All of lore.kernel.org
 help / color / mirror / Atom feed
From: Sasha Levin <sashal@kernel.org>
To: linux-kernel@vger.kernel.org, stable@vger.kernel.org
Cc: Jann Horn <jannh@google.com>,
	Peter Zijlstra <peterz@infradead.org>,
	Linus Torvalds <torvalds@linux-foundation.org>,
	Petr Mladek <pmladek@suse.com>,
	Sergey Senozhatsky <sergey.senozhatsky@gmail.com>,
	Thomas Gleixner <tglx@linutronix.de>,
	Will Deacon <will@kernel.org>, Ingo Molnar <mingo@kernel.org>,
	Sasha Levin <sashal@kernel.org>,
	linux-fsdevel@vger.kernel.org
Subject: [PATCH AUTOSEL 5.2 68/76] sched/fair: Don't free p->numa_faults with concurrent readers
Date: Fri,  2 Aug 2019 09:19:42 -0400	[thread overview]
Message-ID: <20190802131951.11600-68-sashal@kernel.org> (raw)
In-Reply-To: <20190802131951.11600-1-sashal@kernel.org>

From: Jann Horn <jannh@google.com>

[ Upstream commit 16d51a590a8ce3befb1308e0e7ab77f3b661af33 ]

When going through execve(), zero out the NUMA fault statistics instead of
freeing them.

During execve, the task is reachable through procfs and the scheduler. A
concurrent /proc/*/sched reader can read data from a freed ->numa_faults
allocation (confirmed by KASAN) and write it back to userspace.

- _RECORDS SHOWN_
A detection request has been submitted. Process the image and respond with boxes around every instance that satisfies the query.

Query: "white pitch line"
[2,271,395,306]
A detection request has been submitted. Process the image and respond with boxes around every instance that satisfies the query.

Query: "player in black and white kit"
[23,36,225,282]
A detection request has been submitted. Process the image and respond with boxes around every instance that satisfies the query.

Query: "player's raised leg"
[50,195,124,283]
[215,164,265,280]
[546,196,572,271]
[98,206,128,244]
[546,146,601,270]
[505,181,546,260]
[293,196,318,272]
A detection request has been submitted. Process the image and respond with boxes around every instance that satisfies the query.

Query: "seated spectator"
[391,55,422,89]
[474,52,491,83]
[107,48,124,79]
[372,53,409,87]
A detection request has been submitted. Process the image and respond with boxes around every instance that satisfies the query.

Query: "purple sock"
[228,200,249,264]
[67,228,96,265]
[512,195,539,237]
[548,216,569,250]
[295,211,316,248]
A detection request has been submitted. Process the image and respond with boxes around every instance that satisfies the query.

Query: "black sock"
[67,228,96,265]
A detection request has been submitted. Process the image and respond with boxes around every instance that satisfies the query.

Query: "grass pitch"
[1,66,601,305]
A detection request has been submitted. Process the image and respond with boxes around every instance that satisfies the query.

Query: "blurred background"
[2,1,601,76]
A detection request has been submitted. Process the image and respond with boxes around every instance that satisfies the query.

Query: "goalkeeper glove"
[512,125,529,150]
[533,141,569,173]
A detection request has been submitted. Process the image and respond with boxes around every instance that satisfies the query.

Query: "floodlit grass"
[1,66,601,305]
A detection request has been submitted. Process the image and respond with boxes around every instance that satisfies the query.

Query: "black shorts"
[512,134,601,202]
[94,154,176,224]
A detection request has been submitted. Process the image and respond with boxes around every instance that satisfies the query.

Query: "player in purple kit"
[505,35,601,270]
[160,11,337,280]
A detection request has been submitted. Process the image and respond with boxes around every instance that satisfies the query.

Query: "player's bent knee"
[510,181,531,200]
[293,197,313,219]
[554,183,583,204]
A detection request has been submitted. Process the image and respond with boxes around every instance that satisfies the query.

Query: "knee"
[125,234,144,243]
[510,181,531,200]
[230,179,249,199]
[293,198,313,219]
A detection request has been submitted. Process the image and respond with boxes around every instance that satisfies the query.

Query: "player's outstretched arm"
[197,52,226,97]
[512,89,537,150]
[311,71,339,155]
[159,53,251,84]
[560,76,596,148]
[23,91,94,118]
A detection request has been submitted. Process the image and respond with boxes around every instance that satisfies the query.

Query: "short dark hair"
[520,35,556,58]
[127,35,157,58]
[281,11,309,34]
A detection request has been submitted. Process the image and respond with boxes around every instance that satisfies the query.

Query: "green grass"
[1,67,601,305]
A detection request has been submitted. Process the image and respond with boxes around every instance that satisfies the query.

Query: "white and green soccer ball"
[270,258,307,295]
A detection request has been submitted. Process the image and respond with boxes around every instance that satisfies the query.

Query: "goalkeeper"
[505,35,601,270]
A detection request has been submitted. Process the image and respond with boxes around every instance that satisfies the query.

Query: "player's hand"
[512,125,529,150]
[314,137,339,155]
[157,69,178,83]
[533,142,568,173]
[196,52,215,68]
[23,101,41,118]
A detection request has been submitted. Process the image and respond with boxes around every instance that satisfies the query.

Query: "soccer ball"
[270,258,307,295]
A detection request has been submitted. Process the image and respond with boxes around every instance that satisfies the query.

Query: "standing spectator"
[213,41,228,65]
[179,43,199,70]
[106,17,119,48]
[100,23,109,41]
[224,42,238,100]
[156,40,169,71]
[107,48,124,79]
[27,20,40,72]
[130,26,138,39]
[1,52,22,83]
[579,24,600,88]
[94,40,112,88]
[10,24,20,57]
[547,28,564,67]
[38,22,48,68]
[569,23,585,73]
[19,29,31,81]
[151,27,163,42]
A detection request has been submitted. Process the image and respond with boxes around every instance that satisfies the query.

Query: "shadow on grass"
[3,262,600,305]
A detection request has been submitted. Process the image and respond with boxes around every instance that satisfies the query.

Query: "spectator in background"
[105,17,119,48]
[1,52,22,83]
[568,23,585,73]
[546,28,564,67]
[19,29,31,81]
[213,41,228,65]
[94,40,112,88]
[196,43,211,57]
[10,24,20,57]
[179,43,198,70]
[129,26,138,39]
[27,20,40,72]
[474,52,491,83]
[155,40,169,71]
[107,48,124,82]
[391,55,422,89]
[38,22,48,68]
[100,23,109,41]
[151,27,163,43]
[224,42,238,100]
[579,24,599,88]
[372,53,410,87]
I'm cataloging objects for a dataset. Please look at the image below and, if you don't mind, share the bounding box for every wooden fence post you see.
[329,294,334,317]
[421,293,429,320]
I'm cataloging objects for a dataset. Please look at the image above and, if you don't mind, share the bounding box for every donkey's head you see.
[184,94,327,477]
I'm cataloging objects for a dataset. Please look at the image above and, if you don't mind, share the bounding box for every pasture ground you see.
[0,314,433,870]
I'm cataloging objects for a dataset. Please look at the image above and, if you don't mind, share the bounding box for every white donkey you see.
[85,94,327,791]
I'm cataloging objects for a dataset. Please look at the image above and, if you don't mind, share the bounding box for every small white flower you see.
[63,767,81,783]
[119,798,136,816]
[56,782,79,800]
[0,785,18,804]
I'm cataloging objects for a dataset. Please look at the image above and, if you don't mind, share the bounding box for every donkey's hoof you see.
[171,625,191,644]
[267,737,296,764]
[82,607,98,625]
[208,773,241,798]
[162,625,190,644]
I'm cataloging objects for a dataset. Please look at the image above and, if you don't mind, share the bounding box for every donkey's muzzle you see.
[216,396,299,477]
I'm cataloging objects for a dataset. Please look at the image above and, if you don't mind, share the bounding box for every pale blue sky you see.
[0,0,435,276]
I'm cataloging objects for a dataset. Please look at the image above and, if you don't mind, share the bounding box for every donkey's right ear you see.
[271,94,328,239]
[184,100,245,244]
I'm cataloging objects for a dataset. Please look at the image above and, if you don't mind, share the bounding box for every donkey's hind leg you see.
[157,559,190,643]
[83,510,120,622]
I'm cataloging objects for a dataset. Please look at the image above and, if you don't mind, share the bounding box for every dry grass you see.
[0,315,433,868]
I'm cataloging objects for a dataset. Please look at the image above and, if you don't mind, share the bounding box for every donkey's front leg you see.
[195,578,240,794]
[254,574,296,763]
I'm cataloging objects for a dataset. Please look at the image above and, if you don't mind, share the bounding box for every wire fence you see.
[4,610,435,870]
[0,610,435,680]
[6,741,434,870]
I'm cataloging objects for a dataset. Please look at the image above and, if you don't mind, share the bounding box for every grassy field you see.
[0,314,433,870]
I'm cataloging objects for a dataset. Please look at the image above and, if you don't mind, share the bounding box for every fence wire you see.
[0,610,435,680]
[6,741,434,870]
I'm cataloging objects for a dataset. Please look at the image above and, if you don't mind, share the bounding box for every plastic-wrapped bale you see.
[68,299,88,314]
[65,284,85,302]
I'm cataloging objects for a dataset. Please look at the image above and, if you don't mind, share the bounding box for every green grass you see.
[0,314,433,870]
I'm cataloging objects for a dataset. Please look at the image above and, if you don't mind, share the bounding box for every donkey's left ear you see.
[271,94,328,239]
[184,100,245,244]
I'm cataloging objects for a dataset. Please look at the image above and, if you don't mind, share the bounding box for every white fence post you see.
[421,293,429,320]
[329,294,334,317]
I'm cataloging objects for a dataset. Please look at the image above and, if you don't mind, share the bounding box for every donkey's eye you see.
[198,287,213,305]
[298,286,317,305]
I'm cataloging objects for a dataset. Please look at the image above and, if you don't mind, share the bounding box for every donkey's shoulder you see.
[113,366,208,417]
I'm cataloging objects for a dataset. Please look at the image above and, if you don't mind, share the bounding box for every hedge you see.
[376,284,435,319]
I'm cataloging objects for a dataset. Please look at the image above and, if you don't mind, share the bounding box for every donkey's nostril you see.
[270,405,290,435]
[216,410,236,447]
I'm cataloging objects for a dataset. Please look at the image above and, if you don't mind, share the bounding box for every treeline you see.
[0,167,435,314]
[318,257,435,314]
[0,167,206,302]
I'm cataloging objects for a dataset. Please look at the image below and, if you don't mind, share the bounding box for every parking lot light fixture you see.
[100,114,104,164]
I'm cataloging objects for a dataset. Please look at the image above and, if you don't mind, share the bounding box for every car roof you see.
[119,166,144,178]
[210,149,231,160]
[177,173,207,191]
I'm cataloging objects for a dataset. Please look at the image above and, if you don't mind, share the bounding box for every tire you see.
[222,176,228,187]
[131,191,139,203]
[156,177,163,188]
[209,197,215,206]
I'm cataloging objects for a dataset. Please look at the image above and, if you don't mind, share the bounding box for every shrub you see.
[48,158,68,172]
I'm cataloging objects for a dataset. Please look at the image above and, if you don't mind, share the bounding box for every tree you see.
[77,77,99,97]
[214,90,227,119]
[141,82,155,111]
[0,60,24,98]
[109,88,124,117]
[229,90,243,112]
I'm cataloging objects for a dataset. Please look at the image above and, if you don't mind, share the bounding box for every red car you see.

- _PROMPT 1_
In the kernel patch message, what confirmed that a concurrent /proc/*/sched reader can read data from a freed ->numa_faults allocation?
- _PROMPT 2_
Please carry the kernel patch message on from its last sentence.

- _EXERCISE RESPONSE 1_
KASAN confirmed it.

- _EXERCISE RESPONSE 2_
I believe that it would also be possible for a use-after-free read to occur
through a race between a NUMA fault and execve(): task_numa_fault() can
lead to task_numa_compare(), which invokes task_weight() on the currently
running task of a different CPU.

Another way to fix this would be to make ->numa_faults RCU-managed or add
extra locking, but it seems easier to wipe the NUMA fault statistics on
execve.

Signed-off-by: Jann Horn <jannh@google.com>
Signed-off-by: Peter Zijlstra (Intel) <peterz@infradead.org>
Cc: Linus Torvalds <torvalds@linux-foundation.org>
Cc: Peter Zijlstra <peterz@infradead.org>
Cc: Petr Mladek <pmladek@suse.com>
Cc: Sergey Senozhatsky <sergey.senozhatsky@gmail.com>
Cc: Thomas Gleixner <tglx@linutronix.de>
Cc: Will Deacon <will@kernel.org>
Fixes: 82727018b0d3 ("sched/numa: Call task_numa_free() from do_execve()")
Link: https://lkml.kernel.org/r/20190716152047.14424-1-jannh@google.com
Signed-off-by: Ingo Molnar <mingo@kernel.org>
Signed-off-by: Sasha Levin <sashal@kernel.org>
---
 fs/exec.c                            |  2 +-
 include/linux/sched/numa_balancing.h |  4 ++--
 kernel/fork.c                        |  2 +-
 kernel/sched/fair.c                  | 24 ++++++++++++++++++++----
 4 files changed, 24 insertions(+), 8 deletions(-)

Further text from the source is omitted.